_TASK_
Exactly the lines from the one containing "[spot] the embroidered" through the end of the data below are to be reproduced, and nothing besides them.

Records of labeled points
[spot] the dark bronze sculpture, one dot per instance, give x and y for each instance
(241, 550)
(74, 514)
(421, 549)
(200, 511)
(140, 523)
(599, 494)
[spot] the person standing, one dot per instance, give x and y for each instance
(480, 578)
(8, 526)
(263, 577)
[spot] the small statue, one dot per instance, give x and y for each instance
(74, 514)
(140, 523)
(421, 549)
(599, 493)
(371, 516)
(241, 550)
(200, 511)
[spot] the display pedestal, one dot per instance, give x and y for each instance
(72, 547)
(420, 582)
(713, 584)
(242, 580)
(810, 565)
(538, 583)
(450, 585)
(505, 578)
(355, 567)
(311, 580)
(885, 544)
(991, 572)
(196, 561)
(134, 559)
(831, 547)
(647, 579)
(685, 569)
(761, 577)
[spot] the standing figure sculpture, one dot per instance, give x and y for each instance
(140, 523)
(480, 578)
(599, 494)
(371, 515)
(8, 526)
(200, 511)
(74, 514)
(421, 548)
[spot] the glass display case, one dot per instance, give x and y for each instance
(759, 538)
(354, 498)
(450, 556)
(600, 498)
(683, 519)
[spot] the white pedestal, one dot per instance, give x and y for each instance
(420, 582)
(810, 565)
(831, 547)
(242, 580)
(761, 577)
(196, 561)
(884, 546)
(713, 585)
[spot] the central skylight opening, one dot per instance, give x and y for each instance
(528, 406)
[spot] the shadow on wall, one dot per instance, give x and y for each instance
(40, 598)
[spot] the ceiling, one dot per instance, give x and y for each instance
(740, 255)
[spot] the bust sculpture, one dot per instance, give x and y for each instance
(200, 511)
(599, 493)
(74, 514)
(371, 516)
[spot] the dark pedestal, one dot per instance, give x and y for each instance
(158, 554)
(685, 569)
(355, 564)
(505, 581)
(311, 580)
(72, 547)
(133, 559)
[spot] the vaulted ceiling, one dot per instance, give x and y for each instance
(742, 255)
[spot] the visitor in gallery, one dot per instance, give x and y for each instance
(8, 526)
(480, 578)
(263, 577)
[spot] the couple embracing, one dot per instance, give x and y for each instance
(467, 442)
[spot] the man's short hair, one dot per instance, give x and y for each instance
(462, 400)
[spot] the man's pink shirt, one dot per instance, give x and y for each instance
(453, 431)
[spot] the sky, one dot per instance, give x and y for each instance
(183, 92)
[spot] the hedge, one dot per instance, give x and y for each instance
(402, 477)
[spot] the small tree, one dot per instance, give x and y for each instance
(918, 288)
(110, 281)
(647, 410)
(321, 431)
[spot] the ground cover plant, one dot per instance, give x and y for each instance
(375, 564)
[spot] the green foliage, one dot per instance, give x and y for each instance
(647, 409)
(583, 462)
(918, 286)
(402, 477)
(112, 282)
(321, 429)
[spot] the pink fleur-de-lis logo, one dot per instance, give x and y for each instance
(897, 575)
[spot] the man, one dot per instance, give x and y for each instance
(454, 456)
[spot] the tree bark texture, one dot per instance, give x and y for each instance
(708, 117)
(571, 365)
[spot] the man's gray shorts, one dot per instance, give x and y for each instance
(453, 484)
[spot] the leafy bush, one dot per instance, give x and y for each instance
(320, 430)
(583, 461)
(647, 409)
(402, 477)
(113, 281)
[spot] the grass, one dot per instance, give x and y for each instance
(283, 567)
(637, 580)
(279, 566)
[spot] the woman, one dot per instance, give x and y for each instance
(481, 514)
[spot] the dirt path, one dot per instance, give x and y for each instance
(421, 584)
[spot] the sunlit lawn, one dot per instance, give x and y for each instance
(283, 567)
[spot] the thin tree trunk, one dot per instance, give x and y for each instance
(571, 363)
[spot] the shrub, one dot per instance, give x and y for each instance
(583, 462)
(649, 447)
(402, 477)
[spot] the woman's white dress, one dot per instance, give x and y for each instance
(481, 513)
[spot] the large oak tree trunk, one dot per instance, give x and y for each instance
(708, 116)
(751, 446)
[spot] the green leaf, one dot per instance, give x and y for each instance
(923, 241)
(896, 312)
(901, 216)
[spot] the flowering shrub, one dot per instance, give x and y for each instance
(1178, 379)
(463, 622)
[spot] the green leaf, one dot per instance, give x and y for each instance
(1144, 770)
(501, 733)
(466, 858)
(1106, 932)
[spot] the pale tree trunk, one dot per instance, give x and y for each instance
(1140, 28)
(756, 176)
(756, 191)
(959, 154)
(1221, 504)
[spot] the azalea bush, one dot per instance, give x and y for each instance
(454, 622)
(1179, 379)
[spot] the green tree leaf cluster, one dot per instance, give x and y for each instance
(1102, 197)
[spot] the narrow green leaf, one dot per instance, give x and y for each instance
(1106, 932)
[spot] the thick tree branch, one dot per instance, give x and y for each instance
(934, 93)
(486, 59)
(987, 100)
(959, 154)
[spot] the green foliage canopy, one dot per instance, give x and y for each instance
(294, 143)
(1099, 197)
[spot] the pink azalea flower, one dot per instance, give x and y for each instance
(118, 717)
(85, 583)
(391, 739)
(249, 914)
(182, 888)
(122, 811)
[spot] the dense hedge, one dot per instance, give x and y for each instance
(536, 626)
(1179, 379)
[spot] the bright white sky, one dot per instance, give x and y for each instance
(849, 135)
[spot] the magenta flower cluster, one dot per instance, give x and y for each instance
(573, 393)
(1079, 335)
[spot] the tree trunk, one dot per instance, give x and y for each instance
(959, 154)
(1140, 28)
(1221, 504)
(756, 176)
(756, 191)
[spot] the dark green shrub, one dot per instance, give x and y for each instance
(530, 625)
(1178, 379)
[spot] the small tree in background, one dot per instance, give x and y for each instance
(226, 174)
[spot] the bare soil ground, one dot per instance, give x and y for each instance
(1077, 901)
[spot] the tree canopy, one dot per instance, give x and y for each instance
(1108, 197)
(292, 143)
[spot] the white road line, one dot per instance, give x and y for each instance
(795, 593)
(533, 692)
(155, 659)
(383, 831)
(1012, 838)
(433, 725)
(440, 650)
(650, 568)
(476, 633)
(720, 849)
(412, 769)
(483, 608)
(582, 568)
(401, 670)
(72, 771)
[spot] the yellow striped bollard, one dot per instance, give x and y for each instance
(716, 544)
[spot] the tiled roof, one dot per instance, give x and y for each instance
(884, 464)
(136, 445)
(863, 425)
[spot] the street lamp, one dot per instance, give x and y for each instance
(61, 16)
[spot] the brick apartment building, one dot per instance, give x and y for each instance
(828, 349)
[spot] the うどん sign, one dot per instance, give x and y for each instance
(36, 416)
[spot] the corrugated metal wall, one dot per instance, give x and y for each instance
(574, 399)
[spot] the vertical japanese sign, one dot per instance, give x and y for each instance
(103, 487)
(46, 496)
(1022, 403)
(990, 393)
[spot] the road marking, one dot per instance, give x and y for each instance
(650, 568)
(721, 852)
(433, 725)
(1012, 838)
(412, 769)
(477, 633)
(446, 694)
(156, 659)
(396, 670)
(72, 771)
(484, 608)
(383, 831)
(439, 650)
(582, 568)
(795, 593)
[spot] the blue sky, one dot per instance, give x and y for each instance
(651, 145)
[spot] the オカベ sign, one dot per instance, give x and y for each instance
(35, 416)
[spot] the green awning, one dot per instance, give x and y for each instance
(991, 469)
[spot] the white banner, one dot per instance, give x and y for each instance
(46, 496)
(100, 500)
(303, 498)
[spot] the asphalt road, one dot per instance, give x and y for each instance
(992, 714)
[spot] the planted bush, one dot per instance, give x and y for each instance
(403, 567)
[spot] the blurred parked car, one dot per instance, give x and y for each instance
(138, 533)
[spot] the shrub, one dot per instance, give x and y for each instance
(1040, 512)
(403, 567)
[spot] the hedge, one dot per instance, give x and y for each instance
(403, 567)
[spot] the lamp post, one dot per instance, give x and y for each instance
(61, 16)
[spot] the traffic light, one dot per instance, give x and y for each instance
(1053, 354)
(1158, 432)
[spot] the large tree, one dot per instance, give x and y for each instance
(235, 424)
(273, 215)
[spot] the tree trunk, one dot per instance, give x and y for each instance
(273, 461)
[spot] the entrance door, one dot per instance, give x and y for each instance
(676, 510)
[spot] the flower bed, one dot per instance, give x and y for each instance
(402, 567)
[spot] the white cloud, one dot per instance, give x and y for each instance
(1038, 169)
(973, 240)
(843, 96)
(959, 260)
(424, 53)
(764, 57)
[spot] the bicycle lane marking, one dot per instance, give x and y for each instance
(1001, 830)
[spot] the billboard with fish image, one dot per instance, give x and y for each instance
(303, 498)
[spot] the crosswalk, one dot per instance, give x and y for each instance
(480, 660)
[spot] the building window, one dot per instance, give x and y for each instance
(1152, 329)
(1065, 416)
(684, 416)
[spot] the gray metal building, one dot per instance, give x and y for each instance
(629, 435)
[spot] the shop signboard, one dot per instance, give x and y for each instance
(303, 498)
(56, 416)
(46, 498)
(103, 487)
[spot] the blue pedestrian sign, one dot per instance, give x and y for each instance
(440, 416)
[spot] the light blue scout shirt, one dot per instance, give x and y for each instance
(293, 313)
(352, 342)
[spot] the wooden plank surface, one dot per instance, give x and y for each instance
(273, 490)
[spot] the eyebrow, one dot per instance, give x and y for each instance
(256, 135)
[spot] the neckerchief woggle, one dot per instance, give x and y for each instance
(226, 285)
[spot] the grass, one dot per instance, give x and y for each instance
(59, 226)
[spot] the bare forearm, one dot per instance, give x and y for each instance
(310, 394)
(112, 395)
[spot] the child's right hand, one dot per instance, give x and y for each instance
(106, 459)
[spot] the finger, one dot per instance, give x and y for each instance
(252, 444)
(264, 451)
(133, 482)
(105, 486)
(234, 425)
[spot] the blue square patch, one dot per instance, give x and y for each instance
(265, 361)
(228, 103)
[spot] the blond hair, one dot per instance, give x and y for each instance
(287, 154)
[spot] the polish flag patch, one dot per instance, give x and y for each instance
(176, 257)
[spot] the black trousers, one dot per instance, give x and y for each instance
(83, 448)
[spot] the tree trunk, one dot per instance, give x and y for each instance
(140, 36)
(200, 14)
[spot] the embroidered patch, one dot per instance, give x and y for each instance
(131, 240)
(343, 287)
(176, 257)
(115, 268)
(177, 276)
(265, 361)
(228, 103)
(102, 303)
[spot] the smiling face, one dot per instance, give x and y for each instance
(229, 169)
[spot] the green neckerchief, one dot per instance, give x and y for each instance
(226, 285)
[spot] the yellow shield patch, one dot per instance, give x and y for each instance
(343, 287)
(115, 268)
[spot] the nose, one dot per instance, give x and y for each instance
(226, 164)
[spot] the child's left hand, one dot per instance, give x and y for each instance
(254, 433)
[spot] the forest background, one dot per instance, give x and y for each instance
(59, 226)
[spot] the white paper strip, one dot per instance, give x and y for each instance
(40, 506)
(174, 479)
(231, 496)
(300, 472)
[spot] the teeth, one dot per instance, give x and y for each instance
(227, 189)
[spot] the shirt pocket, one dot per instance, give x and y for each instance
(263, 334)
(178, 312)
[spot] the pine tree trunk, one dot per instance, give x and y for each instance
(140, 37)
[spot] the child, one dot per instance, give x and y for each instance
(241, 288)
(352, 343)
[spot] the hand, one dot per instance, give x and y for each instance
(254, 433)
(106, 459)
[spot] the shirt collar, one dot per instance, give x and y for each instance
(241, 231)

_RESULT OF THIS TASK_
[spot] the embroidered patch, one dot per instance, give x and y for each instance
(131, 240)
(343, 287)
(176, 257)
(115, 268)
(177, 276)
(265, 361)
(228, 103)
(102, 303)
[spot] the smiling face, one dot per instance, give x and y for each instance
(229, 169)
[spot] the green neckerchief, one dot per instance, give x and y for each instance
(226, 285)
[spot] the yellow shield patch, one dot per instance, give x and y for each instance
(343, 287)
(115, 268)
[spot] the nose, one dot per instance, give x and y for each instance
(226, 164)
[spot] the child's left hand, one dot per instance, give x and y for each instance
(254, 433)
[spot] the forest background, one dot per instance, give x and y for each instance
(59, 226)
[spot] the white paper strip, one dot per instance, give x and y for each instance
(40, 506)
(174, 479)
(231, 496)
(300, 472)
[spot] the teeth, one dot per instance, give x and y for each instance
(227, 189)
[spot] the shirt pocket, one dot per instance, give x and y for each instance
(263, 334)
(178, 312)
[spot] the pine tree trunk, one dot per instance, give x and y for each instance
(140, 37)
[spot] the child, one dot per instance, give x and y for each instance
(241, 288)
(352, 343)
[spot] the hand, one dot per instance, give x and y for each instance
(254, 433)
(106, 459)
[spot] the shirt collar, one dot per instance, give x and y for each instance
(241, 231)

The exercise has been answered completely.